begin DATA SHOWN

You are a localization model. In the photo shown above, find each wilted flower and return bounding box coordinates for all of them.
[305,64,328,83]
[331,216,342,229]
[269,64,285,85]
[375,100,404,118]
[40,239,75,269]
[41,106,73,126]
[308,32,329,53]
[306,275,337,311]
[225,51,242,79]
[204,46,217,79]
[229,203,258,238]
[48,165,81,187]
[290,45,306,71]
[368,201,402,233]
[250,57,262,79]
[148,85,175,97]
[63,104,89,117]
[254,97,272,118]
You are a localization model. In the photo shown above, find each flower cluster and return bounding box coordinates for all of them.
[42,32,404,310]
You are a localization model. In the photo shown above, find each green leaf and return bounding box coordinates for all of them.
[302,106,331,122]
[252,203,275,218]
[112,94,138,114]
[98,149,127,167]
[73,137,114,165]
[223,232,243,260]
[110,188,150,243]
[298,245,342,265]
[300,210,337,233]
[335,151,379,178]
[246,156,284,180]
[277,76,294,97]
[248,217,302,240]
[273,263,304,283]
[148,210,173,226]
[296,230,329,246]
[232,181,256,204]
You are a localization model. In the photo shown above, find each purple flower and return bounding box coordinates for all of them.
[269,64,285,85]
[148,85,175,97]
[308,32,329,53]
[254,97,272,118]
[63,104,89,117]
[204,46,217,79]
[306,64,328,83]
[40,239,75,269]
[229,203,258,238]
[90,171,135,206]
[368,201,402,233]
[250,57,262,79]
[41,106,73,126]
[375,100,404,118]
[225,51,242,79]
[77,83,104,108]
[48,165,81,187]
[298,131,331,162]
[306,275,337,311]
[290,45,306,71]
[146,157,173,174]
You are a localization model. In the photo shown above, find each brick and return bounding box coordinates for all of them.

end DATA SHOWN

WORK TO COMPLETE: Copy every line of the records above word for word.

TASK ANSWER:
You are a localization model. In the photo shown above, find each wilted flower and return bounding box coordinates for all of them.
[305,64,328,83]
[331,216,342,229]
[269,64,285,85]
[375,100,404,118]
[40,239,75,269]
[41,106,73,126]
[308,32,329,53]
[306,275,337,311]
[225,51,242,79]
[204,46,217,79]
[229,203,258,238]
[48,165,81,187]
[290,45,306,71]
[368,201,402,233]
[250,57,262,79]
[148,85,175,97]
[63,104,89,117]
[254,97,272,118]
You are a localization model. In the photo shown above, find each flower cluster and return bounding box coordinates for all of them.
[42,32,404,310]
You are a localization model. In the photo shown above, find each green leaf and return bounding box coordinates for all of them.
[302,106,331,122]
[252,203,275,218]
[112,94,138,114]
[98,149,127,167]
[73,137,114,165]
[223,232,243,260]
[110,188,150,243]
[298,245,342,265]
[300,210,337,233]
[335,151,379,178]
[246,156,284,180]
[277,76,294,97]
[248,217,302,240]
[273,263,304,283]
[148,210,173,226]
[296,230,329,246]
[232,181,256,204]
You are a localization model. In the photo shown above, find each purple flower and return bounding box coordinates for all of them.
[269,64,285,85]
[148,85,175,97]
[308,32,329,53]
[254,97,272,118]
[63,104,89,117]
[204,46,217,79]
[306,64,328,83]
[40,239,75,269]
[229,203,258,238]
[90,171,135,206]
[368,201,402,233]
[250,57,262,79]
[41,106,73,126]
[375,100,404,118]
[225,51,242,79]
[77,83,104,108]
[48,165,81,187]
[298,131,331,162]
[306,275,337,311]
[290,45,306,71]
[146,157,173,174]
You are a localization model. In the photo shown above, find each brick and return bounding box coordinates for all of them.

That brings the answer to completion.